Your objective
Transcribe the records below exactly as they appear.

Object pointing dataset rows
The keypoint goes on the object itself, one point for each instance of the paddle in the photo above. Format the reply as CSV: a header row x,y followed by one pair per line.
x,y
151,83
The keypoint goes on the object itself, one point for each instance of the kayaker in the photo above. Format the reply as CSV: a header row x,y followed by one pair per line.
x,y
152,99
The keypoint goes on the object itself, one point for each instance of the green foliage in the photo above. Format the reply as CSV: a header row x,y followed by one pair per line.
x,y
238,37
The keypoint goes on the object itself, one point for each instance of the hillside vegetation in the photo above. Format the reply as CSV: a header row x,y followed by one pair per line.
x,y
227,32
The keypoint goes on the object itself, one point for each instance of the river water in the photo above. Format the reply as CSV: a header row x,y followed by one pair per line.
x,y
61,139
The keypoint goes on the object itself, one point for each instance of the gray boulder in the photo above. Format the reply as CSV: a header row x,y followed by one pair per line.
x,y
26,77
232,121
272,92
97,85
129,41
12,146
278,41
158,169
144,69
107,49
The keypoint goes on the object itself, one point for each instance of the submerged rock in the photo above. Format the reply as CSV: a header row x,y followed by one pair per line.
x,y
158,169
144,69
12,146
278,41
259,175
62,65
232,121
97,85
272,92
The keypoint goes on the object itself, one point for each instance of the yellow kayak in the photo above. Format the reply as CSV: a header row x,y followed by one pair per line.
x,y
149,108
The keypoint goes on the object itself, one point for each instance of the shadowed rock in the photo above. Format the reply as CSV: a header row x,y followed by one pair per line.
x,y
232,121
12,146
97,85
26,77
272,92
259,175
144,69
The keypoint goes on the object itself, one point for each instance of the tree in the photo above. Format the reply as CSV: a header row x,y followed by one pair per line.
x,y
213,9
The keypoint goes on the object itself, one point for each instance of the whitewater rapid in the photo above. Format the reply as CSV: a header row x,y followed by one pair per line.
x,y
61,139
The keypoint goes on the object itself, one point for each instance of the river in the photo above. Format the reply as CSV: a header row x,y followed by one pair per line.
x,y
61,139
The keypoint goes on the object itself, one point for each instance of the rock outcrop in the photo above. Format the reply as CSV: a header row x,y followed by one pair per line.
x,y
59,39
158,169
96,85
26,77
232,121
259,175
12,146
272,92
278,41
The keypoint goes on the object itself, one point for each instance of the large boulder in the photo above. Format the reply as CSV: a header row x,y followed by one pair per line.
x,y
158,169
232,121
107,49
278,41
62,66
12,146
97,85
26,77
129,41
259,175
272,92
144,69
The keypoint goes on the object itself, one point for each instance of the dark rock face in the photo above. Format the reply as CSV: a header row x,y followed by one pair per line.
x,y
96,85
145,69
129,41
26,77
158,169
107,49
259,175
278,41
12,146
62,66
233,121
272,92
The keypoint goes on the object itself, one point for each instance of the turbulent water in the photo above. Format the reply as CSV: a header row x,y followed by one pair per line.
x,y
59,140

Worked solution
The keypoint goes on the object itself, one point for each instance of the paddle in the photo above. Format the reply as CSV: a header row x,y followed by one pair per line.
x,y
151,83
The keypoint goes on the object itself, one point for each instance of the kayaker in the photo above. Format the reply as CSV: a header row x,y followed by one pair per line.
x,y
152,99
The keypoint goes on the object itself, one point for each instance of the green foliage in the photo above. Format the reply as CSV: a header row x,y followed by one pair per line.
x,y
238,37
The keypoint goes on the object itself, one point for each instance of the hillside vegetation in the photo above. Format the reply as CSV: a header row x,y followed by one pair per line.
x,y
227,32
The keypoint goes on the object itself, one point for each instance of the river water in the photo above. Format the reply as CSV: a header row x,y followed by one pair per line.
x,y
61,139
The keypoint goes on the object itself, one point for each instance of the gray boulder in the photo above. Format the reply as CSV: a header row x,y followed by one pair per line.
x,y
26,77
232,121
272,92
97,85
129,41
12,146
278,41
158,169
144,69
107,49
The keypoint goes on the object itself, one point for each instance of the submerged rock in the photo above. Format the reply as CSV: a header row x,y followed by one pair per line.
x,y
158,169
144,69
12,146
278,41
259,175
62,65
232,121
97,85
272,92
The keypoint goes on the object itself, one point for each instance of the yellow kayak in the photo above. Format the reply as CSV: a header row x,y followed by one pair per line.
x,y
149,108
The keypoint goes on the object itself, one point for each instance of the shadowed rock in the photo above. Format the reply as CSV: a header row x,y followed by one pair per line.
x,y
232,121
12,146
97,85
26,77
272,92
259,175
144,69
The keypoint goes on the object itself, one point for each instance of the tree in the photo above. Format the reply as CSV: a header row x,y followed by one pair per line.
x,y
213,9
The keypoint goes on the object itself, one point for each instance of the whitewater rapid in the photo above. Format the reply as CSV: a header row x,y followed by one pair per line.
x,y
61,139
The keypoint goes on the object itself, one point for each instance of the river in the photo above. Format the reply as CSV: a header row x,y followed by one pair per line.
x,y
61,139
The keypoint goes on the object itself, one point for each instance of the rock outcrop in the photo above. Format the reply as CSV: a header row x,y followed by one pair per line.
x,y
59,39
158,169
96,85
26,77
232,121
259,175
12,146
272,92
278,41
The keypoint goes on the object itself, one point for each instance of the large boulder in the photo above. Format the reply as CSV: a header row x,y followed by one pair per line.
x,y
158,169
232,121
107,49
278,41
62,66
12,146
97,85
26,77
129,41
259,175
272,92
144,69
The keypoint goes on the object itself, one point for each instance of the dark rock face in the photo above. Format the reply as CSV: a header row x,y followed by one pair per line.
x,y
96,85
145,69
129,41
26,77
158,169
107,49
259,175
278,41
12,146
62,66
233,121
272,92
The keypoint goes on the object itself, one point for each instance of the turbulent water in the photo above. Format the reply as CSV: a header row x,y followed by one pair per line.
x,y
59,140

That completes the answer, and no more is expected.